[Start of Entries shown]
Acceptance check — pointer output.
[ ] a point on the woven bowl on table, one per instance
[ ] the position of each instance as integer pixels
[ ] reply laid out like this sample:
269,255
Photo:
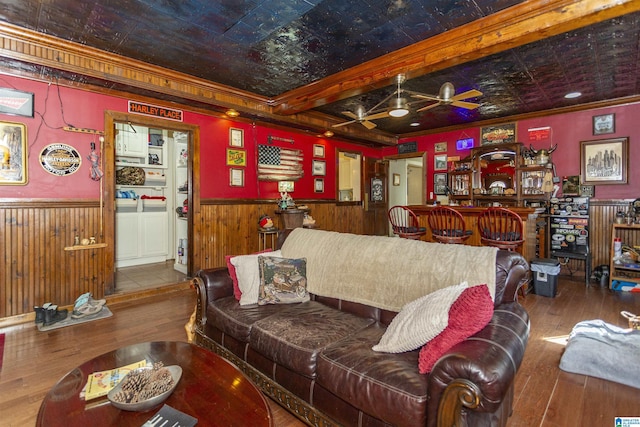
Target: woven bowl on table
145,405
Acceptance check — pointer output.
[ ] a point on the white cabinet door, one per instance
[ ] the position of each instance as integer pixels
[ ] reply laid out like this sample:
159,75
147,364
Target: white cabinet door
126,235
132,141
154,240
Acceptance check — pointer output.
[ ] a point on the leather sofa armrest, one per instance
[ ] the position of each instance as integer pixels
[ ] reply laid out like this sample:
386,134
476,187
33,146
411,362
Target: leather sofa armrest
477,374
217,282
512,270
210,284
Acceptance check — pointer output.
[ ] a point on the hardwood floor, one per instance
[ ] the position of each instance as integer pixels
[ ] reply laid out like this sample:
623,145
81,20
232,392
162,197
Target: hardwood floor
544,395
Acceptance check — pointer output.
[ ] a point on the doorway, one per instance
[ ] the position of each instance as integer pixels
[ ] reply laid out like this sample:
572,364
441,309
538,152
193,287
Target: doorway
148,188
407,180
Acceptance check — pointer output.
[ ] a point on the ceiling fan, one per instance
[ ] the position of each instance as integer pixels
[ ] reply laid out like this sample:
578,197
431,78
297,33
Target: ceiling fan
399,106
447,96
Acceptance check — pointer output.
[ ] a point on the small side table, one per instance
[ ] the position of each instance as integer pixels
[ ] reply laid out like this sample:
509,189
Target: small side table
263,238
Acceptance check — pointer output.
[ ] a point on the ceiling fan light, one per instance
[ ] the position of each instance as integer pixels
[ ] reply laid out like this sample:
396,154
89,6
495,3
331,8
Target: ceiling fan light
399,107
[End of Entries shown]
» Short exercise
Reproduce the data above with every occurrence of "integer pixels" replaced by "whole-number pixel coordinates" and everything else left unchanged. Leave out the pictures.

» Correct response
Acceptance check — pointer output.
[ ] a point on the woven bowl on table, one per instance
[ ] the position of each instance as whole-number pixel coordinates
[ ] reply laid out like this sample:
269,255
Photo:
Target: woven bowl on table
145,405
Acceptance check — pointer output.
[ ] a point on the white cabinet door, one per instance
[ ] the position of each instance as whole-number pixel coordinates
[ ] reply laid out like this sample:
159,75
147,364
Target: white cabinet door
126,235
132,141
154,240
Acceptance check — pointer output.
[ ] a point on the leather sofa armrest, one per instance
[ ] the position of each instance as whole-number pixel coordinates
[ ] reply laid out like this sample:
386,134
476,187
33,146
411,362
Target: leather sofa armrest
477,374
217,282
512,270
210,284
Acceptance check — pointer output.
[ ] a point on the hardwood floor, one per instance
[ ] the position of each instance as whole-number pixel coordinates
[ ] reply laid out like this sample:
623,145
81,20
232,392
162,197
Target: hardwood floor
544,395
Acceptance check — pointer output.
[ ] a point on the doorway, one per instance
[ ] the position of each instance as whole-number pixel coordinates
[ ] reply laid out like this sample:
572,364
441,309
538,152
193,287
Target: doorway
148,188
407,180
Acceptance check — pointer output.
[ ] a point on the ceiling fan, one per instance
[ ] the position of each instance as whole-number pixel coordinates
[ ] reply laid out like this sample:
578,197
431,78
297,33
Target: ceiling fan
399,106
447,96
Acceptance check — pointer output.
[ ] a point on the small side table, one per instance
[ ] the position of each instance as whole-number pixel coordinates
[ ] reply laid out like this sample:
509,189
Target: small side table
263,238
Acceptance check — pointer output.
[ ] a point on the ceiling fan light, one per instance
[ ] the position of each instance as whole-number pixel coordinates
[ ] reply laid out like this sample:
396,154
89,6
495,3
331,8
Target: ceiling fan light
399,107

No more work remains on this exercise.